◆ ACTIVITY: Rewrite the stretch of the Commonweal editorial from "William Morris. Commonweal" through "of that body.", replacing "Socialist League" with "Socialist Party".

◆ PASSAGE PROVIDED:
########

William Morris. Commonweal 1885


Source: Commonweal, Vol. I no. 1, Feb 1885, p.1;
Transcribed: by Ted Crawford.

We beg our readers’ leave for a few words in which to introduce to them this Socialist journal, The Commonweal. In the first place we ask them to understand that the Editor and Sub-Editor of The Commonweal are acting as delegates of the Socialist League, and under its direct control: any slip in principles, therefore, and mis-statement of the aims or tactics of the League, are liable to correction from the representatives of that body.

As to the conduct of The Commonweal, it must be remembered that it has one aim — the propagation of Socialism. We shall not, therefore, make any excuses for what may be thought journalistic short-comings, if we can but manage to attract attention to the study of our principles from those who have not yet thought of Socialism, or who are, as often happens, bitterly hostile to them through ignorance; or if we can help those whose feelings are drawing them towards the cause of the workers, but who need definite instruction as to its aims and methods. To awaken the sluggish, to strengthen the waverers, to instruct the seekers after truth; these are high aims, yet not too high for a journal that claims to be Socialistic, and we hope by patience and zeal to accomplish them.

It is our duty to attack unsparingly the miserable system which would make all civilization end in a society of rich and poor, of slaves and slave-owners. In all its details we must attack it; but in doing so we shall avoid mere personalities, not for the sake of escaping the accusations of bad taste and bitterness, which doubtless will in any case be flung at us, but because it is illogical to attack those men, monstrous as their position is, who are themselves mere helpless wheels in the terrible machine of modern commerce. To attack such persons, unless they put themselves forward as the representatives of the system implies the belief that the decency or benevolence of their conduct would usefully palliate the evils of that system; an implication against which we protest from the outset.

The Commonweal will only deal with political matters when they directly affect the progress of the Cause. We assume as a matter of course that a government of privileged persons, hereditary and commercial, cannot act usefully or rightly towards the community; their position forbids it; their arrangements for the distribution of the plunder of the workers, their struggles for the national share of the exploitation of barbarous peoples are nothing to us except so far as they may give us an opportunity of instilling Socialism into men’s minds, or of organizing discontent into Socialism.

We invite from all, Socialists or others, free discussion of anything we put forward, in the belief that even an uninstructed attack may elicit useful information which might otherwise have lain dormant.

########

Collection entries:
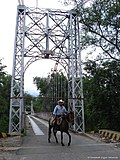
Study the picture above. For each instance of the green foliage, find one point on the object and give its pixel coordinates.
(100, 26)
(51, 89)
(102, 95)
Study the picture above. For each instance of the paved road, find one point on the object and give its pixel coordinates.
(36, 147)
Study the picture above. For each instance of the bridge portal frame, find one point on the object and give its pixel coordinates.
(46, 33)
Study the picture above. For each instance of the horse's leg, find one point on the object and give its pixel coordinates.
(69, 137)
(62, 138)
(49, 132)
(54, 132)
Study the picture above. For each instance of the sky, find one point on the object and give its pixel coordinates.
(8, 10)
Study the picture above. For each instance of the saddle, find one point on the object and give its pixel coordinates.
(57, 120)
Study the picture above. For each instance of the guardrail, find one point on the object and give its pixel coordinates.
(113, 135)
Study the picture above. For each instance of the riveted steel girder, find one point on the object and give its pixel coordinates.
(46, 34)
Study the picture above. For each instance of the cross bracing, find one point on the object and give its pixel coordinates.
(46, 34)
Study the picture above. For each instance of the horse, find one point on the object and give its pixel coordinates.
(62, 127)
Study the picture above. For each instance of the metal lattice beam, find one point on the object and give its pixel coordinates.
(41, 34)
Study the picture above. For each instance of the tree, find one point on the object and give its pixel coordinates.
(102, 92)
(51, 89)
(101, 26)
(100, 21)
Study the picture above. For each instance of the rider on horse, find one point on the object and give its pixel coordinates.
(59, 111)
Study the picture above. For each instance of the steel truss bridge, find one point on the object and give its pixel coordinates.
(46, 34)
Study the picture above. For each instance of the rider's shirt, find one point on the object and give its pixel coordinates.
(58, 110)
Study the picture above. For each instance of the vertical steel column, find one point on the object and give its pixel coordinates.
(16, 117)
(49, 34)
(75, 93)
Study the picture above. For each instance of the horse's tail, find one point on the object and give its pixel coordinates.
(49, 129)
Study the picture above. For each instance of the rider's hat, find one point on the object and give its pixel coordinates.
(60, 101)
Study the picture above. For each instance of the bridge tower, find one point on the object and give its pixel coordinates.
(46, 34)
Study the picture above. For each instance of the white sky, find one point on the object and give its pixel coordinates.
(8, 12)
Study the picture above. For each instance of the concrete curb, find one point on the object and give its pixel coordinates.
(5, 135)
(110, 134)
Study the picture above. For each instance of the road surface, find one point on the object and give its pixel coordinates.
(36, 147)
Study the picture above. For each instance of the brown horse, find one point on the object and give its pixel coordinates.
(62, 127)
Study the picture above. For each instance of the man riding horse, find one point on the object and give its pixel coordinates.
(59, 111)
(60, 122)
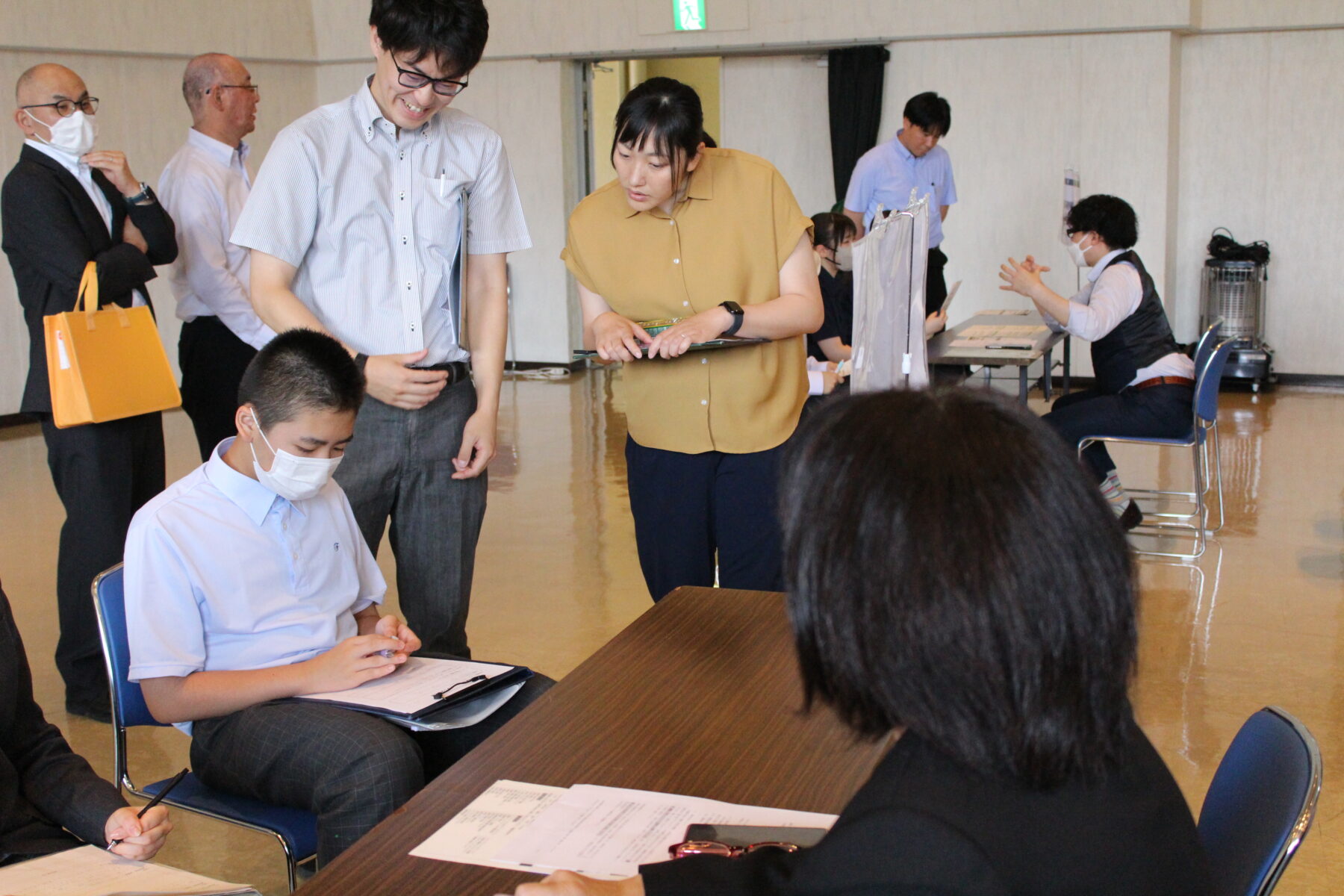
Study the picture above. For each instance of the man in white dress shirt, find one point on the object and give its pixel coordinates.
(205, 188)
(361, 220)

########

◆ SOLUTION TO THIS TASK:
William Morris. Commonweal 1885


Source: Commonweal, Vol. I no. 1, Feb 1885, p.1;
Transcribed: by Ted Crawford.

We beg our readers’ leave for a few words in which to introduce to them this Socialist journal, The Commonweal. In the first place we ask them to understand that the Editor and Sub-Editor of The Commonweal are acting as delegates of the Socialist Party, and under its direct control: any slip in principles, therefore, and mis-statement of the aims or tactics of the League, are liable to correction from the representatives of that body.